> [About this task] The answer must be every line from the entries below that contains "instance".

(Items listed in a dataset)
☆ ☆ ☆ ☆ ☆ ☆ ☆
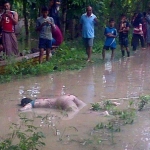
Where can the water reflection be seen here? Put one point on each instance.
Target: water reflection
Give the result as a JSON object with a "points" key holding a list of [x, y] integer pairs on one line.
{"points": [[121, 79], [31, 92]]}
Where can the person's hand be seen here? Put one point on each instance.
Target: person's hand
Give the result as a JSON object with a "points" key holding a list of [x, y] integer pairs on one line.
{"points": [[50, 23], [95, 19], [8, 14], [44, 23]]}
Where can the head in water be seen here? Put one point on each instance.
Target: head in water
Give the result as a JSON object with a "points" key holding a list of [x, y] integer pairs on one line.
{"points": [[25, 101]]}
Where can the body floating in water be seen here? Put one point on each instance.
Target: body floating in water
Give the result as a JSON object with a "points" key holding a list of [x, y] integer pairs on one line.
{"points": [[65, 102]]}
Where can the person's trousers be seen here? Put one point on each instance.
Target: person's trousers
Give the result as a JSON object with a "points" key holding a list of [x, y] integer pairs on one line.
{"points": [[135, 41]]}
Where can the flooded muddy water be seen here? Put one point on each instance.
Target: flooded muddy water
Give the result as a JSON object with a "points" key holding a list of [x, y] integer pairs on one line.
{"points": [[120, 80]]}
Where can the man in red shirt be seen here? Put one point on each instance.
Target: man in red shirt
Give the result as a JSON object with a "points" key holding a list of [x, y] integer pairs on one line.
{"points": [[8, 21]]}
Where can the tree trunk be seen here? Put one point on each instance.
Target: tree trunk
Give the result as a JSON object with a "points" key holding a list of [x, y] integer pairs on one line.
{"points": [[25, 17]]}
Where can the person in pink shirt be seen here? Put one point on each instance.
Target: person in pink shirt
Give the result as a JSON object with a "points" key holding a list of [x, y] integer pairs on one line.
{"points": [[57, 36]]}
☆ ☆ ☆ ☆ ☆ ☆ ☆
> [Solution to this task]
Where can the water reflection be seen here? Put one point on each instance.
Where can the person's hand be seen here? Put one point on each instance.
Where can the head in water be seen here? Put one point on each instance.
Where can the body floating in water be seen here? Put one point on each instance.
Where can the person's trousers be seen here? Put one point on each instance.
Where can the flooded muddy water be seen here? Put one point on each instance.
Where can the man in red shirt be seen here? Put one point on each instance.
Where can the tree trunk be seen here? Put one point on each instance.
Where can the person in pink shirt be seen here? Put one point on each instance.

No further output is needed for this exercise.